[Task material — start]

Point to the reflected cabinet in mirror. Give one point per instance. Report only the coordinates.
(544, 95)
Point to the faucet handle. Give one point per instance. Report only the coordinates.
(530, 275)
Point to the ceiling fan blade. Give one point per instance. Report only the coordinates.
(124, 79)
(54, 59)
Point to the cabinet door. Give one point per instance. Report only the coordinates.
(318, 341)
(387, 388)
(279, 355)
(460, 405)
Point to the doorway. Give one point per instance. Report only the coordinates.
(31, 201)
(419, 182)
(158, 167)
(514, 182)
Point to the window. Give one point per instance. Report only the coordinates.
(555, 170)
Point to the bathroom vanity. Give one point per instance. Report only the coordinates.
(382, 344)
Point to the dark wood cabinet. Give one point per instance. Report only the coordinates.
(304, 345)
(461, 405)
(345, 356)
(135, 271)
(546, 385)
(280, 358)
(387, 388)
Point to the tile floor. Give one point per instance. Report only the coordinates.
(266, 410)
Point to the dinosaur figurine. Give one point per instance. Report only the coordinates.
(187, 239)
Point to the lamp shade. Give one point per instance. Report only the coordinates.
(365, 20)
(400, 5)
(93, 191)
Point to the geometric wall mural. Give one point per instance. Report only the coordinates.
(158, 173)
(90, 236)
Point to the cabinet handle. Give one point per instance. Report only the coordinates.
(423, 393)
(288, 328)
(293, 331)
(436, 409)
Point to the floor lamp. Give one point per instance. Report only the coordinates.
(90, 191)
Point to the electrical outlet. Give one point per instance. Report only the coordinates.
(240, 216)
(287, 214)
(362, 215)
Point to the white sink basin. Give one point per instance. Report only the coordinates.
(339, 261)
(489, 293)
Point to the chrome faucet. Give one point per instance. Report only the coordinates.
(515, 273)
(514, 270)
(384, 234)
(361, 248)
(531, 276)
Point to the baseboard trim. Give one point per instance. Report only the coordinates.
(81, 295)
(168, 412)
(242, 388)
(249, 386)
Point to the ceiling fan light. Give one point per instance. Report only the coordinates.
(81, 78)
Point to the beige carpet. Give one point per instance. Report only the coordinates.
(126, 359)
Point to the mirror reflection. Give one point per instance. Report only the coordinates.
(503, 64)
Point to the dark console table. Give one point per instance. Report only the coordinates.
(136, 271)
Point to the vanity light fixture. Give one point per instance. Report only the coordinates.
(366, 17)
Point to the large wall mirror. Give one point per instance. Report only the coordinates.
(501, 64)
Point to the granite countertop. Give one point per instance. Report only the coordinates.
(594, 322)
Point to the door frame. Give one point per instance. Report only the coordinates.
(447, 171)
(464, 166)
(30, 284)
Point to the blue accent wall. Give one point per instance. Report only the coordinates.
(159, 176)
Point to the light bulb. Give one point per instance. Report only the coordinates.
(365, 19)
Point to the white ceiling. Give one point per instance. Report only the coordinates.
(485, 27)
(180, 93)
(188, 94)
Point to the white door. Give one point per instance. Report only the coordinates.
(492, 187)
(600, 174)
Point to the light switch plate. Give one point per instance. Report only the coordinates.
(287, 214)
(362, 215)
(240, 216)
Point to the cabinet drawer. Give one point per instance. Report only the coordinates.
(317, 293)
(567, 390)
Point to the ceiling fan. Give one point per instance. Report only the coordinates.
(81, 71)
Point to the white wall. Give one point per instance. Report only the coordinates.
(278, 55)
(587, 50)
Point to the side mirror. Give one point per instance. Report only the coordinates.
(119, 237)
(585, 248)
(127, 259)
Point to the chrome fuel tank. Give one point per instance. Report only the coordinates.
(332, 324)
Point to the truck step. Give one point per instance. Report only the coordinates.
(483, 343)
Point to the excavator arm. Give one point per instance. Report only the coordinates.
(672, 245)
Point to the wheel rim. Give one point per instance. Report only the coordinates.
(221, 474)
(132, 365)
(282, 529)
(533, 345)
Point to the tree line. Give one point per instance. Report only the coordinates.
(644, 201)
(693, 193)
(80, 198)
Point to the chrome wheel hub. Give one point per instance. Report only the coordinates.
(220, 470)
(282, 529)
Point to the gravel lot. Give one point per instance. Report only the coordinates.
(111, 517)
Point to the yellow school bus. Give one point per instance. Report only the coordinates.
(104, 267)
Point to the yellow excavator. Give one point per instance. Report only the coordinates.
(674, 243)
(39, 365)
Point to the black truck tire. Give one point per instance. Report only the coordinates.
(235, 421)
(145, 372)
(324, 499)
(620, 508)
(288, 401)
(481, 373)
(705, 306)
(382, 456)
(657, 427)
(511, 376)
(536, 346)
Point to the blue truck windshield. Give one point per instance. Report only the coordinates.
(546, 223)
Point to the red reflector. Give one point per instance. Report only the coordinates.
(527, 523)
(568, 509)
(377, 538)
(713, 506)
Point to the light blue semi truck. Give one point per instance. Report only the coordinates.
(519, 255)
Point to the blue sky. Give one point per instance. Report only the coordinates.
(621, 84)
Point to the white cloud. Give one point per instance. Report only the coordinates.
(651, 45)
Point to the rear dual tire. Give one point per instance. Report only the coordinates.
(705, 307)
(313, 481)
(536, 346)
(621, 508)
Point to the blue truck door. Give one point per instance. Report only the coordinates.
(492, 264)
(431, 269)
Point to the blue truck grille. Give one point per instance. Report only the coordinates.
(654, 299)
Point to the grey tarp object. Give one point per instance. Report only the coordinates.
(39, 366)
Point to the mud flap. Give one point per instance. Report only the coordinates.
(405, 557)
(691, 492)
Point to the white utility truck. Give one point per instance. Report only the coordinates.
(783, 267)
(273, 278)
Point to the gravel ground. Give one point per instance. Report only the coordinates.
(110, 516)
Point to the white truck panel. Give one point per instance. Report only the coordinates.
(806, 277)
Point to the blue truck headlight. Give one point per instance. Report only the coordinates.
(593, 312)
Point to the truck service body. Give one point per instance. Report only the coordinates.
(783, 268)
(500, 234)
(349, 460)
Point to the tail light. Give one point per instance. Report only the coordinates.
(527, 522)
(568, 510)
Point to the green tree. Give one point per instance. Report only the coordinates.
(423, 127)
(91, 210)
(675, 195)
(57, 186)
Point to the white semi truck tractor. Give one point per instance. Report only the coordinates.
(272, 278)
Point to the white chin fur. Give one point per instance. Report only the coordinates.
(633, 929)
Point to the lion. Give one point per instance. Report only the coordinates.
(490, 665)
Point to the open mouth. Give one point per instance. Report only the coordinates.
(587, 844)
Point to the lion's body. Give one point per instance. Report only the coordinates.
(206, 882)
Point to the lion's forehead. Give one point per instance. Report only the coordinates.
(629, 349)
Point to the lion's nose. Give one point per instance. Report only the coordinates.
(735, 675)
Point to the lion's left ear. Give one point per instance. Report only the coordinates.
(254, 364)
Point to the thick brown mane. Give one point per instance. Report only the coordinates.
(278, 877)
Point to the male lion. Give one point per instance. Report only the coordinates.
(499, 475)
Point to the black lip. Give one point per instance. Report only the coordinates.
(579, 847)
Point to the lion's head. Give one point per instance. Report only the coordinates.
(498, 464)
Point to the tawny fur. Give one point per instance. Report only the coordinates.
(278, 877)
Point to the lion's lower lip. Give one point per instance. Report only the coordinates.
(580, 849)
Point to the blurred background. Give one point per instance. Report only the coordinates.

[Task material — finish]

A complete, exact copy of the material is the expected answer.

Point to the reflected cabinet in mirror. Give one point per instance. Report only the coordinates.
(544, 95)
Point to the faucet handle. Give one point per instance. Report only the coordinates.
(530, 275)
Point to the ceiling fan blade. Give one point per instance. Report only the coordinates.
(124, 79)
(54, 59)
Point to the cabinet door. Give one point per instance. Report only the coordinates.
(318, 341)
(387, 388)
(279, 355)
(460, 405)
Point to the doorway. Give one point per instance. Report only the coordinates.
(31, 201)
(419, 182)
(158, 167)
(514, 182)
Point to the window. Give one point per instance. Report only the coordinates.
(555, 170)
Point to the bathroom vanity. Give one point per instance. Report only the coordinates.
(382, 344)
Point to the dark wood cabinet. Give one point per instance. Report only the coordinates.
(304, 345)
(461, 405)
(345, 356)
(135, 271)
(546, 385)
(280, 358)
(387, 388)
Point to the tile floor. Give one point per instance. Report only the coordinates.
(266, 410)
Point to the dinosaur figurine. Give one point per instance. Report only the coordinates.
(187, 239)
Point to the lamp shade. Give one point per instance. Report only the coordinates.
(365, 20)
(400, 5)
(93, 191)
Point to the geometric wall mural. Give one point per instance. Report only the coordinates.
(158, 173)
(90, 236)
Point to the cabinet handle. Give one point per instance. Report only the coordinates.
(423, 393)
(288, 328)
(293, 331)
(436, 409)
Point to the floor lamp. Give one point per instance. Report only the coordinates.
(90, 191)
Point to the electrical outlet. Give one point per instance. Report only the coordinates.
(240, 216)
(287, 214)
(362, 215)
Point to the white sink basin. Give one point per instance. Report only the coordinates.
(339, 261)
(489, 293)
Point to the chrome faucet. Give one point per instance. Report only the coordinates.
(515, 273)
(514, 270)
(384, 234)
(361, 248)
(531, 276)
Point to the baseboard trim. Give one point per instance. Report only the coordinates.
(81, 295)
(168, 412)
(242, 388)
(249, 386)
Point to the ceiling fan light. Give one point per instance. Report only the coordinates.
(81, 78)
Point to the beige carpet. Give one point per instance. Report only the coordinates.
(126, 359)
Point to the mirror reflection. Give one point per instance. Report only the coordinates.
(503, 64)
Point to the dark console table. Give one point per instance. Report only the coordinates.
(136, 271)
Point to the vanity light fixture. Give one point per instance. Report only the coordinates.
(366, 17)
Point to the large wall mirror. Give one point per instance. Report only the coordinates.
(501, 64)
Point to the granite countertop. Give one point per instance. Report only the coordinates.
(594, 322)
Point to the door frame. Give one point per instance. Report only the coordinates.
(447, 171)
(464, 166)
(30, 284)
Point to the blue accent wall. Give one point per instance. Report only the coordinates.
(159, 176)
Point to the light bulb. Give one point per instance. Report only the coordinates.
(365, 19)
Point to the white ceiling. Give one point per instance. Report only the coordinates.
(485, 27)
(180, 93)
(188, 94)
Point to the white door. Give one point per instance. Report only the coordinates.
(492, 187)
(600, 174)
Point to the light switch plate. Give one point per instance. Report only the coordinates.
(287, 214)
(362, 215)
(240, 216)
Point to the cabinet drawer. Give one point per instance. Report only the coordinates.
(317, 293)
(567, 390)
Point to the ceiling fan. Give one point per instance. Report only the coordinates.
(81, 71)
Point to the white wall. Give one point per instance. Report only the coordinates.
(278, 55)
(587, 50)
Point to the side mirror. Give one point per instance. Report only the coordinates.
(119, 237)
(585, 248)
(127, 259)
Point to the chrome fuel tank. Give one point per instance. Report only the coordinates.
(332, 324)
Point to the truck step. Give one point per instance. Report only the coordinates.
(483, 343)
Point to the excavator arm. Give one point per instance. Report only the coordinates.
(672, 245)
Point to the wheel rim. Give one point per instance. Report only the coordinates.
(221, 474)
(132, 365)
(282, 529)
(533, 345)
Point to the tree line. Give one point per instance. Report only the coordinates.
(644, 201)
(693, 193)
(80, 198)
Point to the chrome wheel hub. Give one point per instance. Report only the coordinates.
(220, 470)
(282, 529)
Point to the gravel lot. Give one point per instance. Report only the coordinates.
(111, 517)
Point to the yellow school bus. Give one point per instance. Report only the coordinates.
(104, 267)
Point to the yellow excavator. Give one point per instance. Report only the coordinates.
(674, 243)
(39, 365)
Point to the black truck tire. Give one point per instance. Report only the coordinates.
(235, 421)
(145, 372)
(324, 499)
(620, 508)
(288, 401)
(481, 373)
(705, 306)
(382, 456)
(657, 427)
(511, 376)
(536, 346)
Point to the blue truck windshield. Give one point per instance. Report only the coordinates.
(546, 223)
Point to the red reflector. Give one point per instance. Report only the coordinates.
(527, 523)
(568, 509)
(377, 538)
(713, 506)
Point to the light blue semi truck. Give one point per instance. Report only the coordinates.
(519, 255)
Point to the blue sky. Give one point per instance. Report only the coordinates.
(621, 84)
Point to the white cloud. Give one point per instance. Report only the coordinates.
(651, 45)
Point to the rear dual tire. Give one point per instance. Report only the coordinates.
(705, 307)
(313, 481)
(536, 346)
(621, 508)
Point to the blue truck door. Give one point per instance. Report only the coordinates.
(492, 264)
(431, 269)
Point to the blue truck grille. Give one point per instance. Report only the coordinates.
(654, 299)
Point to the grey tarp object. Give one point per instance. Report only the coordinates.
(39, 366)
Point to the mud flap. Give one point per instance. Report only the coordinates.
(405, 557)
(691, 492)
Point to the white utility truck. Give one point per instance. Report only the coordinates.
(783, 267)
(273, 278)
Point to the gravel ground. Give one point per instance. Report only the coordinates.
(110, 516)
Point to the white truck panel. Give one point per instance. Report only the coordinates.
(806, 277)
Point to the blue truck headlight. Give one point per instance. Report only the coordinates.
(593, 312)
Point to the truck service body. Give one point per instance. Report only the coordinates.
(783, 268)
(500, 234)
(349, 460)
Point to the tail light. Give one point per instance. Report only the coordinates.
(527, 522)
(568, 510)
Point to the green tree. Give one point per instance. Report only the coordinates.
(423, 127)
(91, 210)
(675, 195)
(57, 186)
Point to the white semi truck tractor. Give one point per instance. Report only the coordinates.
(272, 278)
Point to the white chin fur. Give one point per instance. Report only the coordinates.
(633, 929)
Point to the lion. Give one point per instance. Report only the coordinates.
(490, 665)
Point to the open mouth. Give one point per instance. Report only the coordinates.
(587, 844)
Point to the lion's body. Give one point per instance. Report only the coordinates.
(206, 882)
Point to the lion's forehead. Give one point per instance. Report only the coordinates.
(629, 349)
Point to the lion's nose. Give one point per instance. Report only the coordinates.
(735, 675)
Point to the lion's left ear. Give one point per instance. Report only the coordinates.
(254, 364)
Point to the thick brown mane. Give one point per instance. Report only the coordinates.
(278, 877)
Point to the male lion. Give one point per instance. Report only the coordinates.
(499, 475)
Point to the black lip. Give one point per instance. Report only the coordinates.
(579, 847)
Point to the lion's head. Give one point per instance. Report only the coordinates.
(498, 464)
Point to the tawny fur. Give one point per instance. Report only the coordinates.
(278, 877)
Point to the lion's lower lip. Give one point per instance. Report only the coordinates.
(580, 849)
Point to the blurred background. Give one point per instance. Report only the coordinates.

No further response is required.